→ DOCUMENT SECTION:
Local writer visits all 71 National Park Service sites in South

Local author Danny Bernstein launches her latest book at Malaprop's Bookstore on April 8. Photo provided by the author

What do the South’s 71 national park units have in common? Asheville author Danny Bernstein, who visited every one of them in preparation for the National Park Service’s centennial year, says that’s a hard question to answer.

Some parks, like the 1-acre Brices Cross Roads and Tupelo national battlefields in Tupelo, Miss., are modest in size. Others, like the Great Smoky Mountains National Park west of Asheville, are vast. Congaree National Park, outside Columbia, S.C., preserves a unique natural environment. The New Orleans Jazz National Historical Park commemorates an important cultural milestone. Many others have historical importance.

Forests, Alligators, Battlefields: My Journey through the National Parks of the South. Cover artwork provided by the author
Cover artwork provided by the author.

→ DIRECTION 1: Copy the passage of the national parks article between "Forests, Alligators, Battlefields: My" and "by the author.", inclusive, word for word.
→ DIRECTION 2: Resume the national parks article from where it stops.

→ DATA SECTION:

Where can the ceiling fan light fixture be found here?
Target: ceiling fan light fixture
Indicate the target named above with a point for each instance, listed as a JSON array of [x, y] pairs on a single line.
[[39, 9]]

→ WRITTEN RESPONSE 1:
Forests, Alligators, Battlefields: My Journey through the National Parks of the South. Cover artwork provided by the author
Cover artwork provided by the author.

→ WRITTEN RESPONSE 2:
Perhaps the greatest commonality Bernstein found among all the different parks she visited for her new book, Forests Alligators Battlefields: My Journey through the National Parks of the South, was that each can claim a particular significance. In her view, every one of the South’s 71 parks proved itself “worthy of protection” and interesting in its own way.

Beginning around 2010, Bernstein plotted an itinerary to visit and revisit a dizzying variety of sites, using the federal agency’s definition of the South: bounded to the north by Kentucky, to the south by the U.S. Virgin Islands, to the east by the Atlantic Ocean and to the west by Louisiana.

She urges her fellow Ashevilleans to look beyond the riches to be found in the Smokies and our other local national park units, which include the Blue Ridge Ridge Parkway, the Appalachian National Scenic Trail and the Carl Sandburg Home. Just a three-hour drive from Asheville, she explains, awaits the Congaree’s strange flood plain, with its massive old-growth bald cypress and loblolly pines and outstanding bird-watching opportunities. Visitors can canoe on Cedar Creek or stroll the park’s 2.4-mile boardwalk. Rustic camping facilities are available, but early arrival is advisable, since spots can’t be reserved.

Among the more exotic locales Bernstein visited were properties in the U.S.Virgin Islands. She found the campground at Cinnamon Bay on the island of St. John “a paradise of a place.” The three parks on St. Croix, on the other hand, “could use a lot of help and a friends-of-the-park group.” Besides understaffed visitors centers and faded signage, though, there was some fascinating history.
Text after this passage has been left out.